• _Task statement_
As you print the data below, keep every line exactly as it is and leave the images behind.

Dataset entries
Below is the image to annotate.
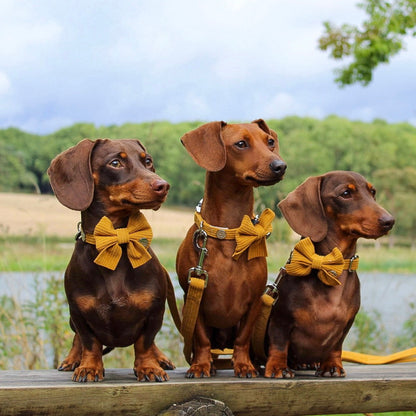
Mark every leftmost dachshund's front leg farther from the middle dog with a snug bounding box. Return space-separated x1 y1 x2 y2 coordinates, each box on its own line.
72 339 104 382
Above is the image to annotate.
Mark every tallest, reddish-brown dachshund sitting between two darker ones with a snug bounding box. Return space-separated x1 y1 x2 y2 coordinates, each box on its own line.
176 120 286 378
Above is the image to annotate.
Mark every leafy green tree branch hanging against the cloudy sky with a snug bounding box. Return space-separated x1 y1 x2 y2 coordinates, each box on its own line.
319 0 416 87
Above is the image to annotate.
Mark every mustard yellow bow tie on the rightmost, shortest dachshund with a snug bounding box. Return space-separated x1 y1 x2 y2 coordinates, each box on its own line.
285 237 358 286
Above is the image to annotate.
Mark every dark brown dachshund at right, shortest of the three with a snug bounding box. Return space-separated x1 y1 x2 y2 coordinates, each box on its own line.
265 171 394 378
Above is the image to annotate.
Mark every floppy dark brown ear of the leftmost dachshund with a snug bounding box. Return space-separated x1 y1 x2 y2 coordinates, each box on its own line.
48 139 95 211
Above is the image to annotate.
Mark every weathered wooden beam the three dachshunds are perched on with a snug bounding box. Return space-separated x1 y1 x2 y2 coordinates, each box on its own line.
0 363 416 416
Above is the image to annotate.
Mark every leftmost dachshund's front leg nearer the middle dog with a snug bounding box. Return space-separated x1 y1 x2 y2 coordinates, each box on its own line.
133 335 169 381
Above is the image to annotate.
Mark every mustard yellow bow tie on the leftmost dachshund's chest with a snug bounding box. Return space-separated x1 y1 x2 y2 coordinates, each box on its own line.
85 213 153 270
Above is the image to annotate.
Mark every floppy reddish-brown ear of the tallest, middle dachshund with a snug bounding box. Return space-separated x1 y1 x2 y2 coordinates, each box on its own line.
181 121 227 172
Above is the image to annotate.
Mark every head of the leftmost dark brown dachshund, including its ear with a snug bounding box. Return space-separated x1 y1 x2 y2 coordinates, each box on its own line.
48 139 169 215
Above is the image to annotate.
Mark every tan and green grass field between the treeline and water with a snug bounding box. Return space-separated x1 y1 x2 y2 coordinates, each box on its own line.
0 193 416 274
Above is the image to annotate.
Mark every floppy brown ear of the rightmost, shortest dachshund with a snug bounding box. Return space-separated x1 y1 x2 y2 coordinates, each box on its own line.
278 176 328 242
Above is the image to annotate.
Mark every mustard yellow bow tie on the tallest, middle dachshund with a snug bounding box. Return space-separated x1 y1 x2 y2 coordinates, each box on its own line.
232 208 274 260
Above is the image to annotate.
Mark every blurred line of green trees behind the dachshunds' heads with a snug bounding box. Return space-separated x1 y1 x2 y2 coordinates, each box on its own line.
0 116 416 241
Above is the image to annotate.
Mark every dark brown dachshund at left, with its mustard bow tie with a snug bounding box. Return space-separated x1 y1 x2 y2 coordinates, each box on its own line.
48 139 174 381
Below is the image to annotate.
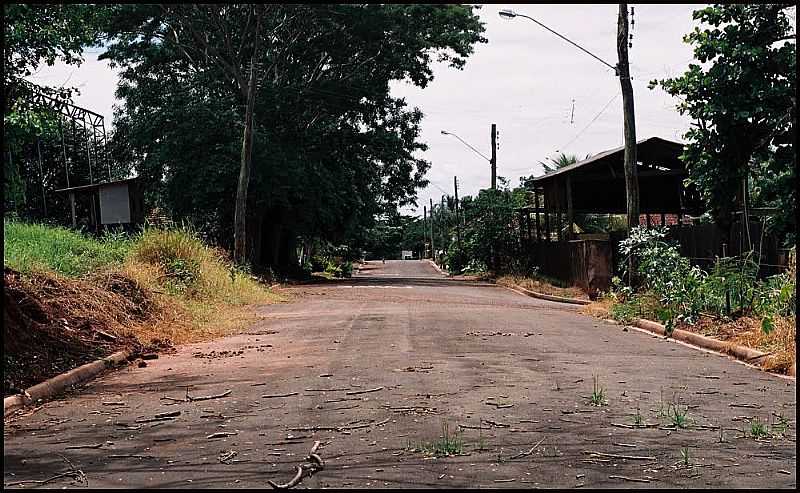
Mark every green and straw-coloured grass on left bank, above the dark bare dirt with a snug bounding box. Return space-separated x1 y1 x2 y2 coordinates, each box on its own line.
3 220 280 346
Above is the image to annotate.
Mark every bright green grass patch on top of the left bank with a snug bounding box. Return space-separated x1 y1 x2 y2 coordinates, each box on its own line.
3 220 132 277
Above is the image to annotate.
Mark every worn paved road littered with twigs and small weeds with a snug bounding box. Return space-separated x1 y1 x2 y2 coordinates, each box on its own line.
3 261 796 488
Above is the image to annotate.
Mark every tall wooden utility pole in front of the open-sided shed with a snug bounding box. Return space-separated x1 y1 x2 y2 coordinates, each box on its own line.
617 3 639 230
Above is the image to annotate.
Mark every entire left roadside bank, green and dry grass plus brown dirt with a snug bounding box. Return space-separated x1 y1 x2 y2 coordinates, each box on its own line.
3 220 282 394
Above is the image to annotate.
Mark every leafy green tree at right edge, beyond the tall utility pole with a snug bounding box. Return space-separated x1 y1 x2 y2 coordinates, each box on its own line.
650 4 797 242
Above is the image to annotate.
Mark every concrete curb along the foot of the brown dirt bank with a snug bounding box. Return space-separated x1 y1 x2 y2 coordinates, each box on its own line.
3 350 131 418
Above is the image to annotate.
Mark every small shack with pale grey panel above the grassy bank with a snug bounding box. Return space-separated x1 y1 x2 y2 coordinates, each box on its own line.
56 178 144 233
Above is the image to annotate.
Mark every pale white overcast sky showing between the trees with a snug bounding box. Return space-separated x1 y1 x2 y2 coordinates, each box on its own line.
26 4 700 215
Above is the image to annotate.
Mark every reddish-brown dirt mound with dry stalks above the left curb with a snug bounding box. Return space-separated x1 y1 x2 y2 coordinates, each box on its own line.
3 268 161 395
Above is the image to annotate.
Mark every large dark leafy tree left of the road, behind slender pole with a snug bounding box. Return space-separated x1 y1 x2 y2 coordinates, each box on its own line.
104 5 485 266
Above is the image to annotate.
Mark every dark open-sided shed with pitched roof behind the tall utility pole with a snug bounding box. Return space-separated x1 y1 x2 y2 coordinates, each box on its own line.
520 137 700 297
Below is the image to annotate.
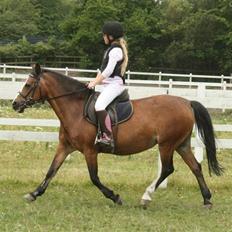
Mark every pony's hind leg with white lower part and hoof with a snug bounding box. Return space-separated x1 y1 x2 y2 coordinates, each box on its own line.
141 145 174 209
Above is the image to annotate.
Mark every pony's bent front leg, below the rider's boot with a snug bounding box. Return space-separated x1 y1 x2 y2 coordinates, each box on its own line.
84 151 122 205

• _Result of the task_
Below is the image to annotate.
Mark every leftmost dachshund's front leg farther from the middle dog with a snug bounding box. Return space-separated x1 y1 x2 y2 coordinates, each box on its own line.
72 339 104 382
Above is the image to annotate.
Mark every tallest, reddish-brown dachshund sitting between two darker ones with a snug bounding box. Return space-separated x1 y1 x2 y2 coordinates, each box on its own line.
176 120 286 378
Above is the image to annotate.
Mark every leafy green tree branch hanging against the cloudy sky with a snug bounding box. Return space-separated x1 y1 x2 y2 coordinates, each box on its own line.
319 0 416 87
Above is the image to annotate.
Mark every mustard yellow bow tie on the rightmost, shortest dachshund with a snug bounding box. Return space-separated x1 y1 x2 y2 coordinates, each box on its own line.
285 237 358 286
Above is the image to annotate.
Mark every dark brown dachshund at right, shortest of the three with a snug bounding box. Return space-separated x1 y1 x2 y2 coordinates, each box on its own line.
265 171 394 378
Above is the image to annotate.
Mark every floppy dark brown ear of the leftmost dachshund with a snug bounding box. Return space-separated x1 y1 x2 y2 coordinates, each box on its own line.
48 139 95 211
Above is the image to annotate.
Mark every weathered wooden beam the three dachshunds are perched on with a snug bounding box. Return space-separated x1 y1 x2 y2 coordinates, each box on its own line.
0 363 416 416
Above is the image to annotate.
Mark every leftmost dachshund's front leg nearer the middle dog with a snug bounding box. Return space-separated x1 y1 x2 y2 coordinates, each box on its own line.
133 335 169 381
Above is the image to annotate.
Mark every mustard yellow bow tie on the leftmost dachshund's chest with a snug bounding box. Return space-separated x1 y1 x2 y2 coordinates, each box on its own line.
85 213 153 270
Above is the image to annotate.
Mark every floppy reddish-brown ear of the tallest, middle dachshund with a snug bounding box. Return space-separated x1 y1 x2 y2 coordinates, each box on its own line.
181 121 227 172
Above is the image to annotate.
Mark every head of the leftmost dark brown dachshund, including its ear with a snug bounding box. Return space-separated x1 y1 x2 y2 coordinates, each box on its own line.
48 139 169 215
Above is the image to annotate.
Mark every tan and green grass field between the treeline and water with a snug bounding box. Return space-separated x1 y1 x2 y2 coordinates, each box on its own line.
0 193 416 274
Above is the image to annotate.
Mark every floppy brown ear of the rightmost, shortest dachshund with a snug bounding box. Return space-separated x1 y1 x2 y2 coordinates, each box on its own line.
278 176 328 242
Above is the image to annotate.
Mark every mustard yellow bow tie on the tallest, middle dachshund with a snug bounding box. Return space-separated x1 y1 x2 y2 coordinates, each box on its own line.
232 208 274 260
Above is the image to annotate.
Mark every blurred line of green trees behind the dachshunds' heads with a snug bounding box. Return space-separated x1 y1 x2 y2 coordinates, each box on its own line.
0 116 416 241
Above is the image to annotate.
Mark every dark brown dachshund at left, with its mustard bow tie with a snug bounding box. Return space-separated x1 y1 x2 y2 coordinates, each box on its own line.
48 139 174 381
Below is the image to annotate.
Mark every green and straw-coloured grass on left bank, above the dark bare dirt with a snug bounding box. Return space-separated x1 y1 x2 y2 coordinates, each box on its own line.
3 220 280 346
Above is the image to annotate.
Mark every bright green grass patch on top of the left bank with a snug bounding box. Return space-separated x1 y1 x2 y2 coordinates, each box on its own line.
3 220 132 277
Above is the image to annotate.
Mark every worn paved road littered with twigs and small weeds with a snug bounding box. Return space-separated x1 y1 x2 y2 coordinates, each box on its own line.
3 261 796 488
Above is the image to annotate.
Mark every tall wooden utility pole in front of the open-sided shed with a snug bounding box. Return space-separated x1 y1 x2 y2 coordinates, each box on its own line.
617 3 639 230
Above is the image to annotate.
Mark every entire left roadside bank, green and dry grass plus brown dirt with a snug bounding box. Return space-separated x1 y1 x2 y2 coordinates, each box on its own line.
3 220 282 394
Above is the image to annotate.
Mark every leafy green tree at right edge, beyond the tall utility pole with a snug bounding box. Return space-separated x1 y1 x2 y2 coordinates, each box on its own line.
650 4 797 242
Above is the image to annotate.
Mark every concrete curb along the foot of the brown dirt bank with a snug bounding box. Return space-separated x1 y1 x2 y2 coordinates, each box on its own line.
3 350 131 418
Above is the image to annotate.
Mark every small shack with pale grey panel above the grassy bank with a snug bounding box. Return space-separated x1 y1 x2 y2 coordinates, each box on its own line.
56 178 144 233
Above is the image to annotate.
Mark every pale white overcast sky showing between the trees with a snug bounding box. Return space-separated x1 y1 x2 y2 coordinates, each box on its own line.
26 4 700 215
Above is the image to annotate.
Mark every reddish-brown dirt mound with dry stalks above the left curb with a snug bounding box. Return space-separated x1 y1 x2 y2 coordinates, each box on its own line.
3 268 161 395
Above is the image to annotate.
Mark every large dark leafy tree left of the road, behind slender pole with a snug bounding box. Return space-separated x1 y1 x2 y2 coordinates, each box on its own line.
104 5 485 266
Above is the image to annotate.
Mark every dark open-sided shed with pitched roof behind the tall utility pole with a snug bounding box. Return space-separated x1 y1 x2 y2 coordinates, each box on its own line.
520 137 700 297
Below is the image to annotate.
Mark every pony's hind leg with white lower part and hoof with a snug bounding box. Return space-separated x1 y1 x2 y2 coordinates, each box on its own line.
141 145 174 209
Above is the image to annotate.
Mark every pony's bent front leg, below the rider's boot with a snug bounding box. Return space-separated x1 y1 x2 y2 coordinates, each box on its own line.
84 151 122 205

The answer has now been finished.